Description of the task →
Below is some data. Retype exactly the lines starting at the one with "raised hand and give me the boxes" and ending at the one with "wooden door and give me the boxes".

::: Exercise material :::

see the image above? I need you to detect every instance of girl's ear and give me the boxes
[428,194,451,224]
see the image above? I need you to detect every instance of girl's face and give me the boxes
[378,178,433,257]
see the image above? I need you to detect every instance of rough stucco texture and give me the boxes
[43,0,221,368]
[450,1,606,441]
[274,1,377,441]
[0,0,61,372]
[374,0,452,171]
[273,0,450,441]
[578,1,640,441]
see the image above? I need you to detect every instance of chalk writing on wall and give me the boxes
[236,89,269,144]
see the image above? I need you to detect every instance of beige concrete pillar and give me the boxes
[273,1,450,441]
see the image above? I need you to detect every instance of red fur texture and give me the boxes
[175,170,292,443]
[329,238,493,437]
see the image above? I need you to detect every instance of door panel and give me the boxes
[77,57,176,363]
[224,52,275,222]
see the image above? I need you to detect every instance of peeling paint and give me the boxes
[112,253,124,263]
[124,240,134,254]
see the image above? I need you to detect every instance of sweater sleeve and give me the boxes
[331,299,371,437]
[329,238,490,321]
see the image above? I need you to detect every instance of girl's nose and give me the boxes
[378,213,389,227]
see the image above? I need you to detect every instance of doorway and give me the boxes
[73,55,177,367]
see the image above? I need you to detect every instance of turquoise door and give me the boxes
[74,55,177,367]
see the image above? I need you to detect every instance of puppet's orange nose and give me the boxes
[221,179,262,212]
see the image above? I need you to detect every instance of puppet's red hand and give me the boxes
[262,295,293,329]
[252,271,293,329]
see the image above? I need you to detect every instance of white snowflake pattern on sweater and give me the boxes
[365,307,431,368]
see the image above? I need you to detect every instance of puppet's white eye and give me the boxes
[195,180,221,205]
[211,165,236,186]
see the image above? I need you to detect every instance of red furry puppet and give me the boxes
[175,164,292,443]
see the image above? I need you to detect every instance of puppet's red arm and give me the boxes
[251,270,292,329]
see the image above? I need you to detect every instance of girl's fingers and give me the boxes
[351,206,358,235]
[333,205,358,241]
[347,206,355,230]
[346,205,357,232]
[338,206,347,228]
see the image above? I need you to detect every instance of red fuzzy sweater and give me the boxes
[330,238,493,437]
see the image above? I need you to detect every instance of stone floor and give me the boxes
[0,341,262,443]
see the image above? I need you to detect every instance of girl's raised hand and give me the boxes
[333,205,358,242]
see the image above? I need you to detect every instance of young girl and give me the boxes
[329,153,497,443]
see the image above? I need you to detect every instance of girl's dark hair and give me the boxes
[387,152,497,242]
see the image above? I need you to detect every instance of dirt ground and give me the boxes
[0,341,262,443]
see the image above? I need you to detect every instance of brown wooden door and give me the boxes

:::
::: Exercise material :::

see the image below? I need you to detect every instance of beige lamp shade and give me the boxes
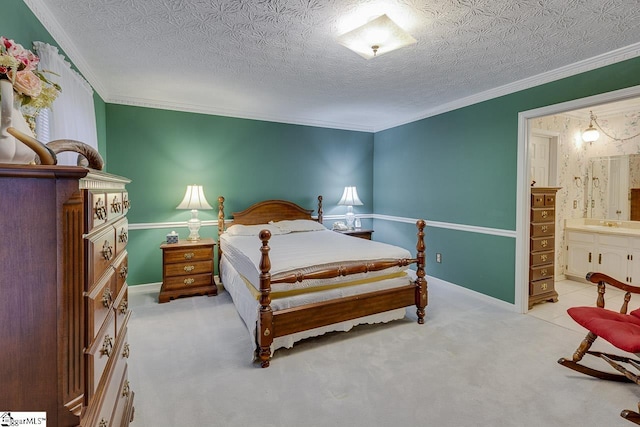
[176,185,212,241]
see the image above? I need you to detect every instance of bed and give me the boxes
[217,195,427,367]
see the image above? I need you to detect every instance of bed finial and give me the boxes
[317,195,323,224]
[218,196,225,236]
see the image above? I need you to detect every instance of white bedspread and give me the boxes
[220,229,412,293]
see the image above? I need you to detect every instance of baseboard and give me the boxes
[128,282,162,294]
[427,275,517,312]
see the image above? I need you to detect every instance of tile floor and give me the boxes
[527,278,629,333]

:::

Output for this exercise →
see the image above? I need you to detect every instance of girl's raised hand and give me the boxes
[333,205,358,242]
see the image above? I need you to detect every instance of young girl and give me the boxes
[329,153,497,443]
see the image above? I need you to detect every instance of girl's dark hair and give me the boxes
[387,152,497,242]
see the image above? I need you to detect every instance of dirt ground and give me the boxes
[0,341,262,443]
see the image above? I need you to detect every instance of brown wooden door and give me the boxes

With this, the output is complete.